Exercise prompt:
What is the count of lines below that include "target"? Reply with nothing else.

Saved entries
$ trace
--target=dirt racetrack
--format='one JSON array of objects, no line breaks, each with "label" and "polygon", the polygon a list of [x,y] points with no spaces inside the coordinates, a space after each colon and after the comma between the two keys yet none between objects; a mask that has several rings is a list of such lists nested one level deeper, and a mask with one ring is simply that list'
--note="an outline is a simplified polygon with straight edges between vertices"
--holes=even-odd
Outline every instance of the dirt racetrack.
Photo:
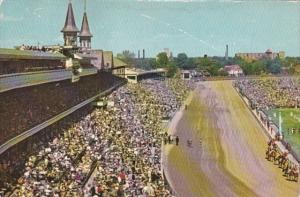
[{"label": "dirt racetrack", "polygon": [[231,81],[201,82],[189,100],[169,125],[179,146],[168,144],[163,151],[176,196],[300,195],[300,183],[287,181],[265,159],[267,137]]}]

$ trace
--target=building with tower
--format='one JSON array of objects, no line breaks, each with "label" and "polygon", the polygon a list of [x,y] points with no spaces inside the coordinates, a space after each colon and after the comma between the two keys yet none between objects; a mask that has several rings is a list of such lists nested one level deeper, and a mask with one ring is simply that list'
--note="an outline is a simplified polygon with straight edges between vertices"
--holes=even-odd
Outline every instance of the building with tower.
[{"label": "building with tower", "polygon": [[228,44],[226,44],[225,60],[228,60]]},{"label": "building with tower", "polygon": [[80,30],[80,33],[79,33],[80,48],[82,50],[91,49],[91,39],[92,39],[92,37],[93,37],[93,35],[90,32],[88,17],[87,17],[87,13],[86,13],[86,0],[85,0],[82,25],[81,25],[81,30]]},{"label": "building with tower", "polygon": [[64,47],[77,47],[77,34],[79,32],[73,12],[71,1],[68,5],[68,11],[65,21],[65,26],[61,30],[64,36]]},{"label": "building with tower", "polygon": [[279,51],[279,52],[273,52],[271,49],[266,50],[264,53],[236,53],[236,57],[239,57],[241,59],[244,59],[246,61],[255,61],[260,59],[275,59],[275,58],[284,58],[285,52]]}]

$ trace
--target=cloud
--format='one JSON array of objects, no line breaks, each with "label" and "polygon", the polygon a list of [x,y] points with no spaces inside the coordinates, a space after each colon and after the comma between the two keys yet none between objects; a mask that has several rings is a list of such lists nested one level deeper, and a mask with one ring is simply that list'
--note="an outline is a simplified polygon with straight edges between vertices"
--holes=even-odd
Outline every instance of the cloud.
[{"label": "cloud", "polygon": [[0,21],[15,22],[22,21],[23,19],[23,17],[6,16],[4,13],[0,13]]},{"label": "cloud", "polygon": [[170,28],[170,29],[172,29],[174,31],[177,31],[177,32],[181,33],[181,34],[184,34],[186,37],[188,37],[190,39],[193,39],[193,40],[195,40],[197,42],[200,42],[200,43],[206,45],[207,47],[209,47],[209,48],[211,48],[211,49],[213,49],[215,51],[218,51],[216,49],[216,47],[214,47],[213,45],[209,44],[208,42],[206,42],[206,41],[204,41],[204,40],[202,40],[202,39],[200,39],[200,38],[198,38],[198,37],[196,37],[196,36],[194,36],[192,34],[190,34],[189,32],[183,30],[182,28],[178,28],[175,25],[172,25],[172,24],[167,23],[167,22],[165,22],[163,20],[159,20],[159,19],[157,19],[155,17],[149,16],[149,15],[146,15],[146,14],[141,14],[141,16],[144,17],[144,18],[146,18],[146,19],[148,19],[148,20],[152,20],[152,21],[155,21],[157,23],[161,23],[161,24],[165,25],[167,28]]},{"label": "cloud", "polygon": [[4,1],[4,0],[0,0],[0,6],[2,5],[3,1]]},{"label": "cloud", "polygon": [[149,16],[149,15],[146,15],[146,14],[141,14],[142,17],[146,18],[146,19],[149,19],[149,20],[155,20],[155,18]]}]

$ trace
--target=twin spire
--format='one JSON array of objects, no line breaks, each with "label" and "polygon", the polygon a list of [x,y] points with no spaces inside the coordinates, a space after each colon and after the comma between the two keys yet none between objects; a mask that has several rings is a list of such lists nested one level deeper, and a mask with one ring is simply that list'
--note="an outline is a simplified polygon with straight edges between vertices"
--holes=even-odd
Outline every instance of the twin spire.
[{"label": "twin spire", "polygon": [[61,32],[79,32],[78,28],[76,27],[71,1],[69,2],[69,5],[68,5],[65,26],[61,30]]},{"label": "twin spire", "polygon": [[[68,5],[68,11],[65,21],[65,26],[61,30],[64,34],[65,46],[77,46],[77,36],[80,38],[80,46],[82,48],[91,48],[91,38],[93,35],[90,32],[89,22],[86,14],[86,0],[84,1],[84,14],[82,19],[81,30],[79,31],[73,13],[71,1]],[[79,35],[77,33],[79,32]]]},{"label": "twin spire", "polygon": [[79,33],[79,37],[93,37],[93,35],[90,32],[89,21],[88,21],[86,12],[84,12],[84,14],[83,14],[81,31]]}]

---

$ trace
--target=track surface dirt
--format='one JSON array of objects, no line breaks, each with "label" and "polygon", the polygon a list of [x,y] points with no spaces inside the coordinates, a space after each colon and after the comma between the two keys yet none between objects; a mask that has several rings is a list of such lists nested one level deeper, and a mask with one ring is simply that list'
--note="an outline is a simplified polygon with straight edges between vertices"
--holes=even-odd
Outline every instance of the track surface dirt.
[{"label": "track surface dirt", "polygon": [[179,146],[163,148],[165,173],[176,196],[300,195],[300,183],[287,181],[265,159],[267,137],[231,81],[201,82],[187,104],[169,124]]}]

Your response:
5